▶ [GIVEN EXERCISE]: Starting at the line that contains "of the hillside", quote each line exactly through the last line of the entries, both included.

[Excerpts from point annotation data]
————

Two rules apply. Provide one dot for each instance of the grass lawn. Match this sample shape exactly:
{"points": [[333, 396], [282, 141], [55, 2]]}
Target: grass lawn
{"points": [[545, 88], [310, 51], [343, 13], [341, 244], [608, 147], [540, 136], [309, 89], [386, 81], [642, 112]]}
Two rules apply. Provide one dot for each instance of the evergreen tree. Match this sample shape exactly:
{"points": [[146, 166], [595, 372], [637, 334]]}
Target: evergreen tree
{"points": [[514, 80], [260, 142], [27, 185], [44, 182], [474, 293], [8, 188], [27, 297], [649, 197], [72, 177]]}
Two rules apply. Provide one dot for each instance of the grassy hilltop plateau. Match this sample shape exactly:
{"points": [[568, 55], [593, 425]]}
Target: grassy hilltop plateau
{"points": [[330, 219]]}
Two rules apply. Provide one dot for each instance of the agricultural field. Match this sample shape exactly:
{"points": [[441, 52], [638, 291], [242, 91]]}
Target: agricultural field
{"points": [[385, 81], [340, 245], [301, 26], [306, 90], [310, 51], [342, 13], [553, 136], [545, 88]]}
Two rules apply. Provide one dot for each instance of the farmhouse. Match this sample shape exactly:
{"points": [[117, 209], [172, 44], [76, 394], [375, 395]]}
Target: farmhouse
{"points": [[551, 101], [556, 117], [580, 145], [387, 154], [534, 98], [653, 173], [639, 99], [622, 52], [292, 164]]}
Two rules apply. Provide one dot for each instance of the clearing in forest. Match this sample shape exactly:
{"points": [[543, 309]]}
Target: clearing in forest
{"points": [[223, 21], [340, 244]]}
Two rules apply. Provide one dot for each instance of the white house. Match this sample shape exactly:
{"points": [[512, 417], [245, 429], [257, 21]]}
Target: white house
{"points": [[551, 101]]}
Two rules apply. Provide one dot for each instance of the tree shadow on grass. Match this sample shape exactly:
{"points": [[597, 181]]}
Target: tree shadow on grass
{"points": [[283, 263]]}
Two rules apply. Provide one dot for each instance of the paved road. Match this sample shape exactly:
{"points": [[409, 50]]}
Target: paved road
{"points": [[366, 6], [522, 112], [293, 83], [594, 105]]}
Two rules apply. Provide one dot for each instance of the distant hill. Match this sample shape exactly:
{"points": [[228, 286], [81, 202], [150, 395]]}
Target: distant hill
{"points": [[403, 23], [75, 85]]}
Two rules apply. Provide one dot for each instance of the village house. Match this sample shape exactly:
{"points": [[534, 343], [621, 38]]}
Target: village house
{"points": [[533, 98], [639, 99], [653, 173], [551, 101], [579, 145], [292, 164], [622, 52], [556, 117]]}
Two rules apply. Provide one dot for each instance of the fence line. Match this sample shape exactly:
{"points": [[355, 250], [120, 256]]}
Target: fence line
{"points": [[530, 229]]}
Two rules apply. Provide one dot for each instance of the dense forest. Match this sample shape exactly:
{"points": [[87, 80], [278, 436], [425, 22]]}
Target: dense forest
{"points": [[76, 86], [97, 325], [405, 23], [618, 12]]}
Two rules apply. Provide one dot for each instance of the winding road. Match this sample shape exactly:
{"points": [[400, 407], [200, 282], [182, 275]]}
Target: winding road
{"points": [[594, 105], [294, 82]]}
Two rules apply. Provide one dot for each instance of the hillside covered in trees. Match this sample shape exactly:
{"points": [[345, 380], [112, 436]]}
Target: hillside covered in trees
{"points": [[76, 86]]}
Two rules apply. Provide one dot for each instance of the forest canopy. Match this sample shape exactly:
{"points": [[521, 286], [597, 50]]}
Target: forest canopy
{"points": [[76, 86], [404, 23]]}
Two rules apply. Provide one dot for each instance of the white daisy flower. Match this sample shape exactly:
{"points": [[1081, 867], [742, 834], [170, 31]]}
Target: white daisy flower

————

▶ [ANSWER TO THIS TASK]:
Two rules apply. Provide one dot for each instance of the hillside covered in trees. Match this sample shape exactly:
{"points": [[345, 380], [112, 436]]}
Target: hillside covered in trees
{"points": [[76, 86]]}
Two rules apply. Provide one dot for each instance of the forest canopy. Match this sample shape exactly:
{"points": [[521, 286], [597, 50]]}
Target: forest canopy
{"points": [[76, 86], [404, 23]]}
Two rules apply. Provide one dot for each instance of the white daisy flower. Match this sample shape exactly:
{"points": [[1081, 867], [742, 834], [170, 31]]}
Target: white daisy flower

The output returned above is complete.